- GIVEN RECORDS:
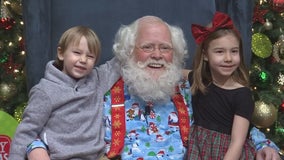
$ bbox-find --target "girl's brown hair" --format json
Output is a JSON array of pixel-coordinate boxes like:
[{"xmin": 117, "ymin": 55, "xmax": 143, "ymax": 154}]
[{"xmin": 191, "ymin": 28, "xmax": 249, "ymax": 94}]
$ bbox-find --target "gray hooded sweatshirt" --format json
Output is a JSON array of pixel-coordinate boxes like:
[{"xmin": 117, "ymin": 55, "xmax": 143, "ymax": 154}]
[{"xmin": 9, "ymin": 58, "xmax": 120, "ymax": 160}]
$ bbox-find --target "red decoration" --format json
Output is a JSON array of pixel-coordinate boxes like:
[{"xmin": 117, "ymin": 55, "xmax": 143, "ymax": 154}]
[
  {"xmin": 0, "ymin": 18, "xmax": 16, "ymax": 30},
  {"xmin": 2, "ymin": 56, "xmax": 21, "ymax": 77},
  {"xmin": 278, "ymin": 100, "xmax": 284, "ymax": 113},
  {"xmin": 268, "ymin": 0, "xmax": 284, "ymax": 13},
  {"xmin": 0, "ymin": 135, "xmax": 11, "ymax": 159},
  {"xmin": 253, "ymin": 5, "xmax": 268, "ymax": 24}
]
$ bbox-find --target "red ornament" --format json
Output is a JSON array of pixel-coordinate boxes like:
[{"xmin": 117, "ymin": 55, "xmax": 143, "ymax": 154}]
[
  {"xmin": 268, "ymin": 0, "xmax": 284, "ymax": 13},
  {"xmin": 0, "ymin": 135, "xmax": 11, "ymax": 159},
  {"xmin": 253, "ymin": 5, "xmax": 268, "ymax": 24},
  {"xmin": 278, "ymin": 100, "xmax": 284, "ymax": 113},
  {"xmin": 0, "ymin": 18, "xmax": 16, "ymax": 30},
  {"xmin": 1, "ymin": 56, "xmax": 22, "ymax": 77}
]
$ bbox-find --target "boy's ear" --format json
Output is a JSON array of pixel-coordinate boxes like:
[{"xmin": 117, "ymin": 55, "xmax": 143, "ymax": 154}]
[
  {"xmin": 57, "ymin": 47, "xmax": 64, "ymax": 61},
  {"xmin": 202, "ymin": 51, "xmax": 208, "ymax": 61},
  {"xmin": 203, "ymin": 55, "xmax": 208, "ymax": 61}
]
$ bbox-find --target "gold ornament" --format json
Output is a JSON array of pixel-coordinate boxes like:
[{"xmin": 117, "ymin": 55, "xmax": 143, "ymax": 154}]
[
  {"xmin": 0, "ymin": 83, "xmax": 17, "ymax": 101},
  {"xmin": 263, "ymin": 20, "xmax": 273, "ymax": 30},
  {"xmin": 10, "ymin": 0, "xmax": 23, "ymax": 15},
  {"xmin": 251, "ymin": 33, "xmax": 272, "ymax": 58},
  {"xmin": 252, "ymin": 101, "xmax": 277, "ymax": 128},
  {"xmin": 272, "ymin": 34, "xmax": 284, "ymax": 64}
]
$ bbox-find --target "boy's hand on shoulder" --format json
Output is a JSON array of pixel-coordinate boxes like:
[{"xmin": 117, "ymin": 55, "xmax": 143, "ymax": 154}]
[{"xmin": 28, "ymin": 148, "xmax": 50, "ymax": 160}]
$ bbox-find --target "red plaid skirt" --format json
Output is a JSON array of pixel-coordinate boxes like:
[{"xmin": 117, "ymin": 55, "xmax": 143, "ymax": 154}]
[{"xmin": 187, "ymin": 125, "xmax": 256, "ymax": 160}]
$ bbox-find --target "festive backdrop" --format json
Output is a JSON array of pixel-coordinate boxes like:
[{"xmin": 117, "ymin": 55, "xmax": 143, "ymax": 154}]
[{"xmin": 0, "ymin": 0, "xmax": 284, "ymax": 156}]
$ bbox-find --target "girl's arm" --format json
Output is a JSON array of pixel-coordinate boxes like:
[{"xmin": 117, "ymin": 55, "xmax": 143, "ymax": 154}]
[
  {"xmin": 224, "ymin": 115, "xmax": 249, "ymax": 160},
  {"xmin": 182, "ymin": 69, "xmax": 191, "ymax": 79}
]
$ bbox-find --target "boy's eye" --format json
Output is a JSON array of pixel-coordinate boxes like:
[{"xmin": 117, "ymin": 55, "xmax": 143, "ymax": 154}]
[{"xmin": 73, "ymin": 51, "xmax": 81, "ymax": 54}]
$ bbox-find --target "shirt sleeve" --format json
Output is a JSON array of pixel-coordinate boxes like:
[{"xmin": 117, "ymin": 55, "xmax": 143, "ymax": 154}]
[{"xmin": 250, "ymin": 127, "xmax": 279, "ymax": 152}]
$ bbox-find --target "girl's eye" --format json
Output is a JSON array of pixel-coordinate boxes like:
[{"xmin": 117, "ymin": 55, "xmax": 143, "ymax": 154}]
[
  {"xmin": 73, "ymin": 51, "xmax": 81, "ymax": 54},
  {"xmin": 87, "ymin": 55, "xmax": 95, "ymax": 59}
]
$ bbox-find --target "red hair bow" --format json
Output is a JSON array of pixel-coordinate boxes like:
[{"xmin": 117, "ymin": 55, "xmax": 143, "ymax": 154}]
[{"xmin": 191, "ymin": 12, "xmax": 235, "ymax": 44}]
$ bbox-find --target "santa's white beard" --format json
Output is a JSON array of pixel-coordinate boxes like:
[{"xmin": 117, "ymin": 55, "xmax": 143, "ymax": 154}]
[{"xmin": 122, "ymin": 60, "xmax": 182, "ymax": 103}]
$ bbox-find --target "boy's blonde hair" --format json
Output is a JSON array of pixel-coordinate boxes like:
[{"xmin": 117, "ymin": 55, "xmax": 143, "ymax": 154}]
[{"xmin": 55, "ymin": 26, "xmax": 101, "ymax": 70}]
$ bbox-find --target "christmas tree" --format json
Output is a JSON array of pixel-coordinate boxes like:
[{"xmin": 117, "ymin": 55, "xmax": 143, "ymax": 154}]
[
  {"xmin": 250, "ymin": 0, "xmax": 284, "ymax": 152},
  {"xmin": 0, "ymin": 0, "xmax": 284, "ymax": 154},
  {"xmin": 0, "ymin": 0, "xmax": 27, "ymax": 120}
]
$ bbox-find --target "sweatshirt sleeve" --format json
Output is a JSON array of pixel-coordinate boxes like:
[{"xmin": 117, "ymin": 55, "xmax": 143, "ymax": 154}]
[
  {"xmin": 9, "ymin": 87, "xmax": 51, "ymax": 160},
  {"xmin": 96, "ymin": 57, "xmax": 121, "ymax": 93}
]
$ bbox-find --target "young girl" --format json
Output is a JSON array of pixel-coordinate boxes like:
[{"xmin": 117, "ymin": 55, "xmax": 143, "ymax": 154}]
[
  {"xmin": 187, "ymin": 12, "xmax": 255, "ymax": 160},
  {"xmin": 9, "ymin": 26, "xmax": 120, "ymax": 160}
]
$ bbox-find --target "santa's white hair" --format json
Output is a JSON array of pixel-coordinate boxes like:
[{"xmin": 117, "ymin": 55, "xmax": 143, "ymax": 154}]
[{"xmin": 113, "ymin": 16, "xmax": 187, "ymax": 101}]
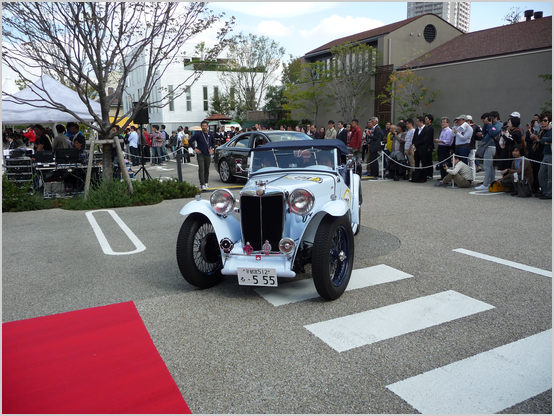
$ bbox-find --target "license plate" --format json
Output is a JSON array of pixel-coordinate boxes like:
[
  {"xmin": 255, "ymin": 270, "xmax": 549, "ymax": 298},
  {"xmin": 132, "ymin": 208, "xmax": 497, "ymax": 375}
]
[{"xmin": 237, "ymin": 267, "xmax": 277, "ymax": 286}]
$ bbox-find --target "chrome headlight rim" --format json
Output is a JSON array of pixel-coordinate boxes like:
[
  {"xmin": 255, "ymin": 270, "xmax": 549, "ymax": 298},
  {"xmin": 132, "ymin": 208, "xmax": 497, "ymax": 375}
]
[
  {"xmin": 210, "ymin": 188, "xmax": 236, "ymax": 216},
  {"xmin": 279, "ymin": 237, "xmax": 296, "ymax": 256},
  {"xmin": 288, "ymin": 188, "xmax": 315, "ymax": 215}
]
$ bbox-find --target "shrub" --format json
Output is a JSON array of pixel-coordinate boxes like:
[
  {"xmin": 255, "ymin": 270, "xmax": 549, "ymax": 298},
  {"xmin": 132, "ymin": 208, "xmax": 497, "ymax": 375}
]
[{"xmin": 2, "ymin": 175, "xmax": 200, "ymax": 212}]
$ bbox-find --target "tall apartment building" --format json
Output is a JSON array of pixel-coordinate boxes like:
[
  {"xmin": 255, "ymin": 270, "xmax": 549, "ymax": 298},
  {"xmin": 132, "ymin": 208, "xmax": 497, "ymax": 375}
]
[{"xmin": 408, "ymin": 1, "xmax": 471, "ymax": 33}]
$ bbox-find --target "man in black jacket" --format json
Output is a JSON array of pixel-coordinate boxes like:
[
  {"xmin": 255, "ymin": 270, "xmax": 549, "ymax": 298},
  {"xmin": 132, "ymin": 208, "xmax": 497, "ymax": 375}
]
[
  {"xmin": 412, "ymin": 116, "xmax": 434, "ymax": 182},
  {"xmin": 366, "ymin": 117, "xmax": 383, "ymax": 178},
  {"xmin": 337, "ymin": 121, "xmax": 348, "ymax": 144}
]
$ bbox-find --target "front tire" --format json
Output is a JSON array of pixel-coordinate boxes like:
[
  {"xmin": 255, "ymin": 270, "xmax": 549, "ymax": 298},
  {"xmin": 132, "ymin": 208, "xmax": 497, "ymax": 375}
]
[
  {"xmin": 177, "ymin": 215, "xmax": 223, "ymax": 289},
  {"xmin": 312, "ymin": 216, "xmax": 354, "ymax": 300},
  {"xmin": 219, "ymin": 159, "xmax": 237, "ymax": 183}
]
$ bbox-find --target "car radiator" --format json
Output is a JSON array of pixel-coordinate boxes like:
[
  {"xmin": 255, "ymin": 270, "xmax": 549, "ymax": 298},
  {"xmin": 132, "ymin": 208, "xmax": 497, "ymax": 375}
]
[{"xmin": 240, "ymin": 193, "xmax": 285, "ymax": 251}]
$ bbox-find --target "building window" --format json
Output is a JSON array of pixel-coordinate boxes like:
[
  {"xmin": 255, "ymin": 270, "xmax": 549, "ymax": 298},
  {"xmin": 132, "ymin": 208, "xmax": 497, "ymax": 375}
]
[
  {"xmin": 423, "ymin": 25, "xmax": 437, "ymax": 43},
  {"xmin": 167, "ymin": 85, "xmax": 175, "ymax": 111},
  {"xmin": 185, "ymin": 87, "xmax": 192, "ymax": 111}
]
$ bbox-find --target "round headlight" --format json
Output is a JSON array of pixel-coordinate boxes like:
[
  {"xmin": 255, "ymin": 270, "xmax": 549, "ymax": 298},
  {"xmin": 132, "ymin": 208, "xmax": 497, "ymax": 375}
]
[
  {"xmin": 289, "ymin": 189, "xmax": 315, "ymax": 215},
  {"xmin": 279, "ymin": 237, "xmax": 295, "ymax": 254},
  {"xmin": 210, "ymin": 189, "xmax": 235, "ymax": 215}
]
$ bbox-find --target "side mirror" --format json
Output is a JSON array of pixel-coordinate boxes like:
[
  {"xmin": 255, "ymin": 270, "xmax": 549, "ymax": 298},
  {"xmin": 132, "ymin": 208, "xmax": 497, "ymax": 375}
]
[{"xmin": 346, "ymin": 153, "xmax": 354, "ymax": 170}]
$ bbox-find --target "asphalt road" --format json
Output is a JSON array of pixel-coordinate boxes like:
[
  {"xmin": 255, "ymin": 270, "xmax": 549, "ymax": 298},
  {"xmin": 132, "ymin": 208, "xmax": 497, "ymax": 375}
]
[{"xmin": 2, "ymin": 158, "xmax": 552, "ymax": 413}]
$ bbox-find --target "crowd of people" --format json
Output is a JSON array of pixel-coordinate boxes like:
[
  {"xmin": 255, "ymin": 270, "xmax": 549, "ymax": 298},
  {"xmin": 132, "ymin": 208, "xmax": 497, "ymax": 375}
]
[
  {"xmin": 297, "ymin": 111, "xmax": 552, "ymax": 199},
  {"xmin": 7, "ymin": 111, "xmax": 552, "ymax": 199},
  {"xmin": 2, "ymin": 122, "xmax": 88, "ymax": 162}
]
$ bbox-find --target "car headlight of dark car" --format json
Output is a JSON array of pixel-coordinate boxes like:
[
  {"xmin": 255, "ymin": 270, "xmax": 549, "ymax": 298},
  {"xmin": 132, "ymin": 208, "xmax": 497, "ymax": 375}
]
[
  {"xmin": 289, "ymin": 189, "xmax": 315, "ymax": 215},
  {"xmin": 210, "ymin": 189, "xmax": 236, "ymax": 215}
]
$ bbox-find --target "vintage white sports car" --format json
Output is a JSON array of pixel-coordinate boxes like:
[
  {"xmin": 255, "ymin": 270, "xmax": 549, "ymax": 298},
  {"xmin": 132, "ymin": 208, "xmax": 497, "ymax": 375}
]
[{"xmin": 177, "ymin": 140, "xmax": 362, "ymax": 300}]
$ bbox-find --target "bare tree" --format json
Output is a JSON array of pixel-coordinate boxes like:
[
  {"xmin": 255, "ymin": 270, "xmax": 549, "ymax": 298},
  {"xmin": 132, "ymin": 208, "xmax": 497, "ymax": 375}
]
[
  {"xmin": 2, "ymin": 2, "xmax": 234, "ymax": 180},
  {"xmin": 220, "ymin": 33, "xmax": 285, "ymax": 110},
  {"xmin": 329, "ymin": 42, "xmax": 380, "ymax": 120}
]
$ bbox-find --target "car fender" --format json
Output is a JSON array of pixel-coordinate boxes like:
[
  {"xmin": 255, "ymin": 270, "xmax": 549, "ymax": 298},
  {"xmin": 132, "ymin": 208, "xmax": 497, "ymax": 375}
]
[
  {"xmin": 352, "ymin": 175, "xmax": 363, "ymax": 224},
  {"xmin": 180, "ymin": 200, "xmax": 241, "ymax": 243},
  {"xmin": 301, "ymin": 199, "xmax": 350, "ymax": 243}
]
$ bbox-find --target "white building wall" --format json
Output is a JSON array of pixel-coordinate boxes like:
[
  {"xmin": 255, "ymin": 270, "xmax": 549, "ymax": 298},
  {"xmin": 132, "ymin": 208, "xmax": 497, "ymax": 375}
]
[
  {"xmin": 123, "ymin": 42, "xmax": 274, "ymax": 132},
  {"xmin": 408, "ymin": 1, "xmax": 471, "ymax": 33}
]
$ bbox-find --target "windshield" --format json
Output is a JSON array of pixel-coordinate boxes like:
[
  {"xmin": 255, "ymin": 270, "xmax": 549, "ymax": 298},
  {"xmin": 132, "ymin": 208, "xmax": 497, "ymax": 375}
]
[
  {"xmin": 264, "ymin": 131, "xmax": 312, "ymax": 142},
  {"xmin": 252, "ymin": 148, "xmax": 336, "ymax": 173}
]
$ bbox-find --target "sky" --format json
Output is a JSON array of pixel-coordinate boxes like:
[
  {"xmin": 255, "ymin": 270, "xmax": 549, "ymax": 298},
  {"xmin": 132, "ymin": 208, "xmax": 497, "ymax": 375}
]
[{"xmin": 2, "ymin": 2, "xmax": 552, "ymax": 82}]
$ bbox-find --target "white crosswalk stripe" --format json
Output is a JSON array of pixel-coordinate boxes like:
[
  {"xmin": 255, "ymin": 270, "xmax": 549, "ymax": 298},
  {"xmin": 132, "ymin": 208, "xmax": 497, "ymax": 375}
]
[
  {"xmin": 305, "ymin": 290, "xmax": 494, "ymax": 352},
  {"xmin": 387, "ymin": 329, "xmax": 552, "ymax": 414},
  {"xmin": 255, "ymin": 264, "xmax": 413, "ymax": 306},
  {"xmin": 255, "ymin": 262, "xmax": 552, "ymax": 414}
]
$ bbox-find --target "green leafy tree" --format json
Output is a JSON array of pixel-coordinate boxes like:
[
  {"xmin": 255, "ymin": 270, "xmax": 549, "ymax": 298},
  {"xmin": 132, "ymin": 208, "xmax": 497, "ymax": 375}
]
[
  {"xmin": 283, "ymin": 61, "xmax": 331, "ymax": 122},
  {"xmin": 326, "ymin": 42, "xmax": 381, "ymax": 120},
  {"xmin": 219, "ymin": 33, "xmax": 285, "ymax": 110},
  {"xmin": 377, "ymin": 54, "xmax": 440, "ymax": 120},
  {"xmin": 263, "ymin": 85, "xmax": 287, "ymax": 120},
  {"xmin": 281, "ymin": 55, "xmax": 302, "ymax": 85}
]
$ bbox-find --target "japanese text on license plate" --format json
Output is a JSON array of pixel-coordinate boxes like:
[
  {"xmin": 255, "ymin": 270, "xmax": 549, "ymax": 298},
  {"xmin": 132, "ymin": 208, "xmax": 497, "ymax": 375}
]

- GIVEN PROBLEM:
Collect every line above that contains the word "headlight", and reproduce each of those lines in full.

- SOLUTION TO THIS PROBLEM:
$ bbox-find --target "chrome headlight rim" --format json
$ bbox-find --target "round headlight" --format json
$ bbox-find --target "car headlight of dark car" --format json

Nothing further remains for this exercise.